Leaving out all images, return the entries below exactly.

Dataset entries
↓

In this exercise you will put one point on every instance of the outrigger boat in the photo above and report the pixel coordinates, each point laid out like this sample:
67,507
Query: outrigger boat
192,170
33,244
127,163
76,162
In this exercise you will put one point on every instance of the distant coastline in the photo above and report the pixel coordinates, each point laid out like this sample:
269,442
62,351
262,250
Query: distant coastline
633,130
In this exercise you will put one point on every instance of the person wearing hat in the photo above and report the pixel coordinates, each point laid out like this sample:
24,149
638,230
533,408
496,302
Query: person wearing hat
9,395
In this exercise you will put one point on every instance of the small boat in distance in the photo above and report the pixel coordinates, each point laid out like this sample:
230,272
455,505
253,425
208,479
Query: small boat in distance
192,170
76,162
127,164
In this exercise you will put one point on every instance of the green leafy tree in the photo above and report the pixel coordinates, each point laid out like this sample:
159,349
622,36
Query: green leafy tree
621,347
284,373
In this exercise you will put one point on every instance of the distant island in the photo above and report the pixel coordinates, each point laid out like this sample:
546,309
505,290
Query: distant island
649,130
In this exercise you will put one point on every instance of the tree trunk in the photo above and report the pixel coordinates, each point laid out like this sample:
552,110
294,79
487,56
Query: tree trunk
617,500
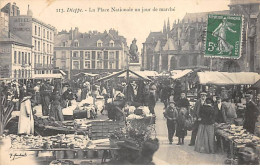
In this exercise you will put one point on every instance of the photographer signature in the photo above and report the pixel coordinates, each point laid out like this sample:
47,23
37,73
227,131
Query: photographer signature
16,155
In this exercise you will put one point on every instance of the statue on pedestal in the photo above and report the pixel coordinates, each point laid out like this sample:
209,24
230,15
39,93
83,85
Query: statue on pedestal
134,58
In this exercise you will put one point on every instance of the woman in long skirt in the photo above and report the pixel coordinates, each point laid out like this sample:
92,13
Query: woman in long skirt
205,136
181,130
26,121
56,111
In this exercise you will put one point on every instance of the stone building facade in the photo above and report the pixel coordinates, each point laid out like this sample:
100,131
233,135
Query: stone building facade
91,52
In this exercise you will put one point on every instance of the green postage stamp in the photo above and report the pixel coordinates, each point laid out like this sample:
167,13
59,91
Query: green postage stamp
224,36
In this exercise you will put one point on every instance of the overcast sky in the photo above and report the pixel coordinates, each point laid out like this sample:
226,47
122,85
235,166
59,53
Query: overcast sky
129,24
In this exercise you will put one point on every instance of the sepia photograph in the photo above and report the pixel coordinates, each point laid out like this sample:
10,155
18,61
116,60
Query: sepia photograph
129,82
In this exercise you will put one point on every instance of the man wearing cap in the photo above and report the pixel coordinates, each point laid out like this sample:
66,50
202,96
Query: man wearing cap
171,115
183,102
196,111
251,114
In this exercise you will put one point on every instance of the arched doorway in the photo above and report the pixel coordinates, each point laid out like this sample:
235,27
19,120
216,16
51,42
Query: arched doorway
231,66
173,63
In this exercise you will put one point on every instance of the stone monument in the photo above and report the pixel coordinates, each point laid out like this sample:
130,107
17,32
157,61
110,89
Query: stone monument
134,61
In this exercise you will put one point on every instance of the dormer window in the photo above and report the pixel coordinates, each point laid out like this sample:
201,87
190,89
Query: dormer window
99,43
111,43
76,43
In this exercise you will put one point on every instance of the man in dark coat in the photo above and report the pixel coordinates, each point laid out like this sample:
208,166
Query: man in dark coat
165,94
196,112
183,102
171,115
251,114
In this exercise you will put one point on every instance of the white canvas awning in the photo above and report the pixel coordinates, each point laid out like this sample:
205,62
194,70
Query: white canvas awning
226,78
176,74
144,74
62,72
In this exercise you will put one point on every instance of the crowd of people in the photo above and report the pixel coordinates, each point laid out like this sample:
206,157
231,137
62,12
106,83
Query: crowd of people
181,115
206,111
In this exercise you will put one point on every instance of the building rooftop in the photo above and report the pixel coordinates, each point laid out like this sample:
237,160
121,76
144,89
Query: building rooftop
13,39
89,39
154,36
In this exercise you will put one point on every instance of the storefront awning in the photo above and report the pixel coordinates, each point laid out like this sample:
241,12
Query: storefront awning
226,78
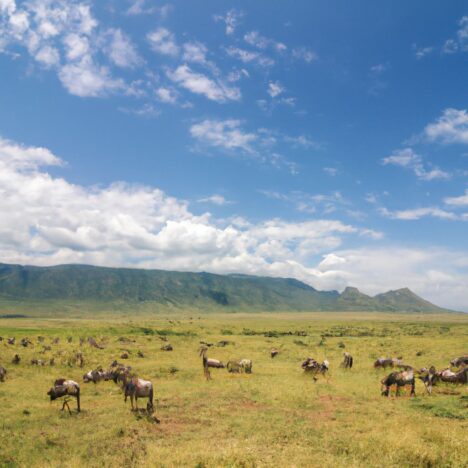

↑

**Output**:
In this exercise you will put one point on every instance of the outrigger boat in the photo above and report the pixel coordinates, each point laid out like this sample:
67,507
Query: outrigger boat
192,170
33,244
127,163
76,162
In this exercise you will put one point on every instance of the distant coastline in the photo above and report the pixel coordinates, each point laid out like this sample:
269,442
62,351
262,250
Query: distant coastline
633,130
In this exercise you will put one point on every instance of the person wearing hat in the photo above and report the pixel coordinates, each point laid out like this sample:
24,149
638,230
533,408
496,302
Query: person wearing hat
9,395
In this exercise you will put one point on every instance of the small boat in distance in the photo above and report the pixel coordinates, each point laid out like this sample:
230,272
455,505
253,425
208,479
Query: small boat in distance
192,170
76,162
127,164
In this exercise you will put one point on every instance of the green leafy tree in the photo above and report the pixel coordinates, each point laid out like this sample:
159,349
622,36
Query: green leafy tree
621,347
284,373
In this exercise you will put one point on every instance of the distant island in the photo above and report the pixel coordinates, each point laid out like this sample:
546,309
505,290
Query: distant island
649,130
In this exercise you will put one point on every instance of the tree trunk in the photo above and report the pixel coordinates, each point laid out like this sample:
552,110
294,79
487,56
Query: tree trunk
617,500
In this exercise you will put one point on every instance of the photographer signature in the photo above and report the pixel coordinates, each point laid out like this sample:
47,23
37,73
227,131
Query: photographer signature
16,155
In this exercise you will put one point on every instance of the statue on pedestal in the photo above and report the pixel coordinates, each point laid out like this sample:
209,24
230,15
39,93
83,85
Query: statue on pedestal
134,58
In this exercise you will put one point on every instance of the woman in long skirt in the photo above and report the pixel coordinates, each point laid out like this sample:
92,13
Query: woman in long skirt
205,136
181,130
26,121
56,111
In this exercise you will put one point on every instance of the stone building facade in the photo above and report the pixel coordinates, each point laid out like this sample:
100,131
233,135
Query: stone building facade
91,52
In this exercise you will put one point on every instance of the green postage stamp in the photo above and report the pixel coordinates, each point laid out like this sample:
167,13
59,91
Query: green postage stamp
224,36
In this exercise you will put one point on every instance of the overcast sky in the photo above and report the pixel coordinates, each point laid out like this sample:
226,47
122,85
235,166
59,53
Query: overcast sky
129,24
In this exercise you will put one point on every instance of the sepia photograph in the photo above and report the pixel coordinates, each point laid out like this sample:
10,155
18,61
116,60
Query: sepia photograph
129,82
In this exercise you will put one point on every instance of the man wearing cap in the photo above and report the pixel coordinates, each point laid out like this sample:
66,50
202,96
Query: man wearing cap
171,115
183,102
196,111
251,114
In this exercise you will put one point on every instance of the arched doorway in the photo above and report the pixel coordinates, each point laid out like this sample:
235,27
19,120
216,16
51,42
Query: arched doorway
231,66
173,63
In this exercise you will put one point on every instance of the stone monument in the photo above and report the pixel coordinates, each point laid out like this sample:
130,107
17,32
157,61
110,89
Query: stone monument
134,61
In this exercise you will put one point on every instance of the dormer window in the photo above and report the pixel coordinates, each point laid out like this sample:
201,87
190,89
Query: dormer window
99,43
111,43
76,43
In this exercise you will put one point on every instance of the man in dark coat in the photo above and report the pixel coordinates, each point laid out like this sample:
208,166
Query: man in dark coat
165,94
196,112
183,102
171,115
251,114
In this exercise you will put one point on every instance of the white canvas awning in the photo above and report the pixel coordinates, each point laid out like this sample:
205,62
194,70
Query: white canvas awning
226,78
176,74
144,74
62,72
In this exercise you will put one point on every instance of the crowd of people in the photo above and report the pixel coordinates, each point laid out like this sample:
206,157
231,137
62,12
106,83
Query: crowd of people
181,115
206,111
In this exercise you will put one point on every instance of the building rooftop in the photo above and report the pixel coordinates, each point laid out like this sample:
237,160
121,76
144,89
Query: building rooftop
13,39
89,39
154,36
In this exercise you will put one point on every instance of the storefront awning in the photo above and report the pixel coordinates, each point laid out like this sample:
241,12
Query: storefront awning
226,78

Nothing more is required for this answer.